### Directive
An exact copy of every record is needed.

───── Material for this task

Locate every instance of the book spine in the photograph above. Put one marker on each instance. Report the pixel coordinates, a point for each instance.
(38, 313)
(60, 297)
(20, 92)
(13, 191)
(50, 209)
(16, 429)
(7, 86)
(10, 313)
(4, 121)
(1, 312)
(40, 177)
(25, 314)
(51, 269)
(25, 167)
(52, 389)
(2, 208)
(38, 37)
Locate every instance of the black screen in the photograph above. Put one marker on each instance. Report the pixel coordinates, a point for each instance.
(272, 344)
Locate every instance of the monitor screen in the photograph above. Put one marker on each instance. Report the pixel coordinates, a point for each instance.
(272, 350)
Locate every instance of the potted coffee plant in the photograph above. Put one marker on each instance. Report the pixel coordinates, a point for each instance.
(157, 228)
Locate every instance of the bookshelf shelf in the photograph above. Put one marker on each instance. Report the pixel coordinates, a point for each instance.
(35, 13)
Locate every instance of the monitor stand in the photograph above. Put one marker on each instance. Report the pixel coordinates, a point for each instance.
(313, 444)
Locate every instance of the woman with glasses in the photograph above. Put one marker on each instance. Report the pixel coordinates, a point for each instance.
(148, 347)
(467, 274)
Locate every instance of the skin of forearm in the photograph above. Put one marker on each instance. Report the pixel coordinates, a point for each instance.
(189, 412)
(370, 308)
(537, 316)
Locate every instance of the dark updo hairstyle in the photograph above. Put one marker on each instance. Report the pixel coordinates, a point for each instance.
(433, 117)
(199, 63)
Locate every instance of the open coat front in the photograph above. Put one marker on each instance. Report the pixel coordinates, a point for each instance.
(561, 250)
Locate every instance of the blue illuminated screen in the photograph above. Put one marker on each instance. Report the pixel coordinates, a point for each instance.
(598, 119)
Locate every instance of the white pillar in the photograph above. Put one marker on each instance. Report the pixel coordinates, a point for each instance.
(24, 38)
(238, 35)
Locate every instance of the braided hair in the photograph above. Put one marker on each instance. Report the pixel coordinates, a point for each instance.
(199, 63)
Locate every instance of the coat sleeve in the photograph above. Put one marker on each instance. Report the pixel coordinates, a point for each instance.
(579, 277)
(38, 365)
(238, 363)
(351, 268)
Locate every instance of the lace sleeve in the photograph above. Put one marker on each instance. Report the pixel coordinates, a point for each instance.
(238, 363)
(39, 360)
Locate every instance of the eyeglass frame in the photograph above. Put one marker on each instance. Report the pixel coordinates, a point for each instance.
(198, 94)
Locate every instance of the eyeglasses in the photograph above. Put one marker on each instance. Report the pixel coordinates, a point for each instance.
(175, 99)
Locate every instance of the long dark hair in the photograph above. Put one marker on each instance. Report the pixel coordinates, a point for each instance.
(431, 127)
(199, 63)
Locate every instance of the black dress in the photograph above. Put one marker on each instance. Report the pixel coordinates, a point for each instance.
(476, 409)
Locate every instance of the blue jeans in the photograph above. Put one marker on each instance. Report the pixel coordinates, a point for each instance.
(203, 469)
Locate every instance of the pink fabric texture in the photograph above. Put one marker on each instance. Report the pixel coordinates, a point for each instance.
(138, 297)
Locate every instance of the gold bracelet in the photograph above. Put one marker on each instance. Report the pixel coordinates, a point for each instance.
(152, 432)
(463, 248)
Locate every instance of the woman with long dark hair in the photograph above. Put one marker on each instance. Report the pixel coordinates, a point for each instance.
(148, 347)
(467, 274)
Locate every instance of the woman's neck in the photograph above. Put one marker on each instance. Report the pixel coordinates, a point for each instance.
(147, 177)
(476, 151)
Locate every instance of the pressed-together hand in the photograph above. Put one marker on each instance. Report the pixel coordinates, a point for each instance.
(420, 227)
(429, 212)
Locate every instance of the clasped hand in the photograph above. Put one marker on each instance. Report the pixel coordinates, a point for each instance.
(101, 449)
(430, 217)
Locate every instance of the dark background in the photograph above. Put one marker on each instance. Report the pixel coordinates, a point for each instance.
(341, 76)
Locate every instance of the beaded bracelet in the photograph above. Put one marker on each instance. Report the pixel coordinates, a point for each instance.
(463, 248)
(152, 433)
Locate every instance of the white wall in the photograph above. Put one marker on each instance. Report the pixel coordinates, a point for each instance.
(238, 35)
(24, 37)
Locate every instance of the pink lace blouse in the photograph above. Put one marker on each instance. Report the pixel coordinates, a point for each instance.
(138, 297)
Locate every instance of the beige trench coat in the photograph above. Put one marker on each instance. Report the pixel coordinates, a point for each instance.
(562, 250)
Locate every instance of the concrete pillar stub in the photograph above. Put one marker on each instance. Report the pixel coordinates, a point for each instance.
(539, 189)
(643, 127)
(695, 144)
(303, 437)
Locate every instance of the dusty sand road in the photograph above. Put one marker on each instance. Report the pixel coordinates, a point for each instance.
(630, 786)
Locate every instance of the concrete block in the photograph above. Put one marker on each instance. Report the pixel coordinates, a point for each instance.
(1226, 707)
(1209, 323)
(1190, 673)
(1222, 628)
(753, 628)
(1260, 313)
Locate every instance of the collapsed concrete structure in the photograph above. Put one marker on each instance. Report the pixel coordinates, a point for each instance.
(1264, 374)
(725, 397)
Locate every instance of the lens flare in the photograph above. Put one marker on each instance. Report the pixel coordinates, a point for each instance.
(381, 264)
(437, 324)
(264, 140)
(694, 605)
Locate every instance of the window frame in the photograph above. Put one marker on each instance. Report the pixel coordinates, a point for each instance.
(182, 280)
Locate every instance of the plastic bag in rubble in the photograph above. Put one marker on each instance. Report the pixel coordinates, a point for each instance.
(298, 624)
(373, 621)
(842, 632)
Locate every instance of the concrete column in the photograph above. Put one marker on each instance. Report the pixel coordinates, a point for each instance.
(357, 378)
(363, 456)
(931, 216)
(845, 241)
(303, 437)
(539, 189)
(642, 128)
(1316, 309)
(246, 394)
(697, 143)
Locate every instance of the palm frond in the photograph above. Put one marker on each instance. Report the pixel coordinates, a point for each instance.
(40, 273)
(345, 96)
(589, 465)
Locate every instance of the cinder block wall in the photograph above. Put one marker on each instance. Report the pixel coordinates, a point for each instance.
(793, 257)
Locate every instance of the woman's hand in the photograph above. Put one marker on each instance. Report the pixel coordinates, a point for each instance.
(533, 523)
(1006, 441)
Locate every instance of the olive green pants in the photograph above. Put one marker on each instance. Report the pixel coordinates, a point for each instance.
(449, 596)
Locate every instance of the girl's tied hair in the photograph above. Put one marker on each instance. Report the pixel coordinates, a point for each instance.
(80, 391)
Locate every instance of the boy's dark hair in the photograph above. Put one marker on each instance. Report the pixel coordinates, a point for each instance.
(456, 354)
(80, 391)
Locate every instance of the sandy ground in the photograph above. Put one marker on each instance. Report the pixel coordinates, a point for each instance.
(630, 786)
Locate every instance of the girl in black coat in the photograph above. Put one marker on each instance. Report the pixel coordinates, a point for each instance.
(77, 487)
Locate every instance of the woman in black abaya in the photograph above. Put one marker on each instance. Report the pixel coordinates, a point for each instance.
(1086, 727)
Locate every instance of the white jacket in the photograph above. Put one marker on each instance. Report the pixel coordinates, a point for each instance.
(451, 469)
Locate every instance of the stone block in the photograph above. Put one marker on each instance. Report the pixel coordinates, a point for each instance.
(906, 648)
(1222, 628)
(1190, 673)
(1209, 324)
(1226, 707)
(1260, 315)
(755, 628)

──────────

### Written response
Locate every instance of the book spine in the photograph above. Put one marker on each instance. Report the pixel coordinates, a point for each instance.
(38, 313)
(60, 297)
(20, 92)
(13, 191)
(50, 209)
(16, 429)
(7, 86)
(10, 313)
(4, 121)
(1, 312)
(40, 177)
(25, 314)
(51, 269)
(25, 167)
(52, 389)
(2, 208)
(38, 37)
Locate every instance of the black screen in the photograph above. Put one marker on each instance. Report the pixel coordinates, a point for each instance.
(272, 344)
Locate every instance of the monitor screen in the photograph above. Put one marker on each instance. Report the pixel coordinates, a point for each instance.
(272, 350)
Locate every instance of the potted coffee plant in the photograph above. Put one marker on each instance. Report the pixel coordinates, a point for each instance.
(157, 228)
Locate every instance of the bookshelf shelf in the photograph above. Put one marker on each instance. Report the pixel coordinates, a point for each instance.
(35, 13)
Locate every instance of the monitor stand in the photograph above. Put one marker on each instance. Report the pixel coordinates, a point for each instance.
(313, 444)
Locate every instance of the woman with glasses in the photograph above. Put one marker on each instance. Report the pixel coordinates, a point for each instance.
(148, 347)
(467, 274)
Locate every instance of the skin of forearm in the photograph above. Put one marker on each instance. Report the pixel coordinates, a point for each instance.
(189, 412)
(370, 308)
(537, 316)
Locate every instance of the dark updo hairstyle in the photograph above. Put one marker on each instance. Report the pixel coordinates, a point for each instance.
(433, 117)
(199, 63)
Locate every instance of the open coat front in the photograph above. Put one marker on each instance. Report the pixel coordinates, a point for each instance.
(561, 250)
Locate every instance of the blue illuminated screen in the photograph above. Put one marker on each instance. Report the pixel coordinates, a point for each instance.
(598, 119)
Locate every instance of the white pillar in the photograph above. Put one marker on each instance. Report the pixel coordinates, a point for each instance.
(24, 38)
(238, 35)
Locate every instance of the braided hair in the photograph above. Put one marker on each instance. Report the pixel coordinates, a point for each instance.
(199, 63)
Locate every instance of the coat sleeve in the photograph above. Put one marker on each instance. Report the pixel coordinates, a point for each instance.
(579, 277)
(38, 365)
(238, 363)
(351, 268)
Locate every instance of the lace sleeve in the photograph above. Put one marker on each instance. Report the pixel coordinates, a point for each instance.
(238, 363)
(39, 360)
Locate every instance of the eyeglass frame in the photograph above. Put one marker on each instance. Report the pixel coordinates, a point for each instance.
(198, 94)
Locate every instance of the eyeglasses in the photograph above. Put one marker on each instance. Report the pixel coordinates, a point for each instance.
(175, 99)
Locate every instance of the long dark hair in the photograph above. Put one marker on each instance. Report the pixel coordinates, a point for each instance.
(431, 127)
(199, 63)
Locate every instance of the black dress in the photograph above. Put one marker on each instance. Report the pixel coordinates, a point for each instance.
(476, 409)
Locate every instance of the blue jeans in the photograph above. Put one marker on each instance. Report the pixel coordinates, a point for each instance.
(203, 469)
Locate every instance of the pink fabric texture in the photograph above. Put one marker on each instance. Report the pixel coordinates, a point for each instance.
(138, 297)
Locate every instance of the gold bracelet in the photograph above. Put one marker on each instance. Report the pixel coordinates, a point for each instance.
(152, 432)
(463, 248)
Locate every instance of the woman with long dark hair in the photograph above. Put one marker on each instance. Report the pixel coordinates, a point for each instance.
(148, 347)
(467, 274)
Locate every instance of the woman's neck in the photograph above. Put one marker on each instance. Report the pixel coordinates, a point for each instance.
(147, 177)
(476, 151)
Locate every instance of the pressed-together hand in the photograph above. Put one marker on each instance. Report the pixel coordinates, a point for each instance.
(420, 227)
(429, 212)
Locate every instance of the clasped hand in the photograph above. Put one marker on each instance. Report the pixel coordinates, a point for each instance.
(101, 449)
(430, 217)
Locate every instance of the dark background in the photograph above. Put one marker on each instance. Report the pixel coordinates, a point for each instance.
(341, 76)
Locate every instance of the beaded bracelet in the photograph above. Put one marker on each instance. Report the pixel coordinates, a point for each instance.
(463, 248)
(152, 433)
Locate every instance of the white wall in the photograph above. Put one marker on each instance. Report the pixel coordinates, a point for each instance.
(238, 35)
(24, 37)
Locate every instance of the pink lace blouse in the photograph above. Put one marker on each instance. Report the pixel coordinates, a point for each instance.
(138, 297)
Locate every instance of the beige trench coat in the photograph above. Put one marker on each instance. Report the pixel coordinates, a point for each instance.
(562, 250)
Locate every instance of the concrete pillar stub in the photograph above. Put one marker on each instance. Report the pixel coordinates, a point for each instance.
(539, 189)
(643, 127)
(695, 144)
(303, 437)
Locate every instance of the dusty sand road in the photograph above. Put one marker on each instance. Report the pixel coordinates, a point for each instance.
(630, 786)
Locate every instance of the concrete block in the photograph above. Put one marker on each instance. Report the pixel coordinates, a point for each instance.
(1226, 707)
(1209, 323)
(1190, 673)
(1222, 628)
(753, 628)
(1260, 313)
Locate every instance of the collapsed concrete structure in the photograph above. Put one marker on each instance. Report the pixel coordinates, a point for each instance.
(1264, 374)
(725, 397)
Locate every instance of the lens flare in the photograph above. Put one marker on each instance. Report the pixel coordinates, a point for each instance.
(381, 264)
(437, 324)
(264, 140)
(694, 605)
Locate every instance of the window frame in the photograph above. Put one marker on each instance. Report the pixel coordinates, a point for each instance.
(182, 280)
Locate every instance of the plastic bag in rubble in the photograph above. Put one marker on each instance. Report the pixel coordinates, a point for each instance.
(298, 624)
(373, 621)
(842, 632)
Locate every instance of the concrete column in the photograph above. Put one marker on each instance. Report the pixel coordinates, a point for each instance.
(357, 378)
(363, 456)
(931, 216)
(845, 241)
(303, 437)
(539, 189)
(642, 128)
(1316, 309)
(246, 394)
(697, 143)
Locate every instance of the palm frond in the photograph above. Put one marker on each instance. Report the pixel coordinates, a point for each instance.
(40, 273)
(345, 96)
(589, 465)
Locate every instance of the cinder block wall in the photograph above. Put one marker on each instance. Report the pixel coordinates, a point for each instance.
(793, 257)
Locate every instance of the woman's hand in the photograph above. Put one marker on each instance. Report the pixel coordinates, a point for each instance.
(533, 523)
(1006, 441)
Locate every instance of the olive green pants in the photograph above. Put one marker on each instance. Report the pixel coordinates, a point for each instance.
(449, 596)
Locate every instance of the girl's tied hair in the photograph above. Put one marker on each instance. Report the pixel coordinates, a point for each instance.
(80, 391)
Locate every instance of the boy's dark hair in the photograph above. Put one marker on each instance. Report the pixel coordinates, a point for each instance.
(456, 354)
(80, 391)
Locate every instance of the sandy ground in the photograph above. Put one marker on each instance. Report the pixel coordinates, a point for each instance.
(630, 786)
Locate every instance of the girl in black coat in the photograph above. Put one marker on each instance. Report the pixel coordinates, a point for each instance.
(77, 487)
Locate every instance of the woman in black abaya in the photograph above. Put one marker on each instance. Report the pixel coordinates, a point for each instance.
(1086, 727)
Locate every instance of the white jacket in the photograph above. Put one marker on each instance. Report the pixel coordinates, a point for each instance.
(451, 469)
Locate every instance of the stone block in the photograph above. Put one marker on each instance. Report the pixel coordinates, a point for each instance.
(906, 648)
(1222, 628)
(1190, 673)
(1209, 324)
(1226, 707)
(1260, 315)
(755, 628)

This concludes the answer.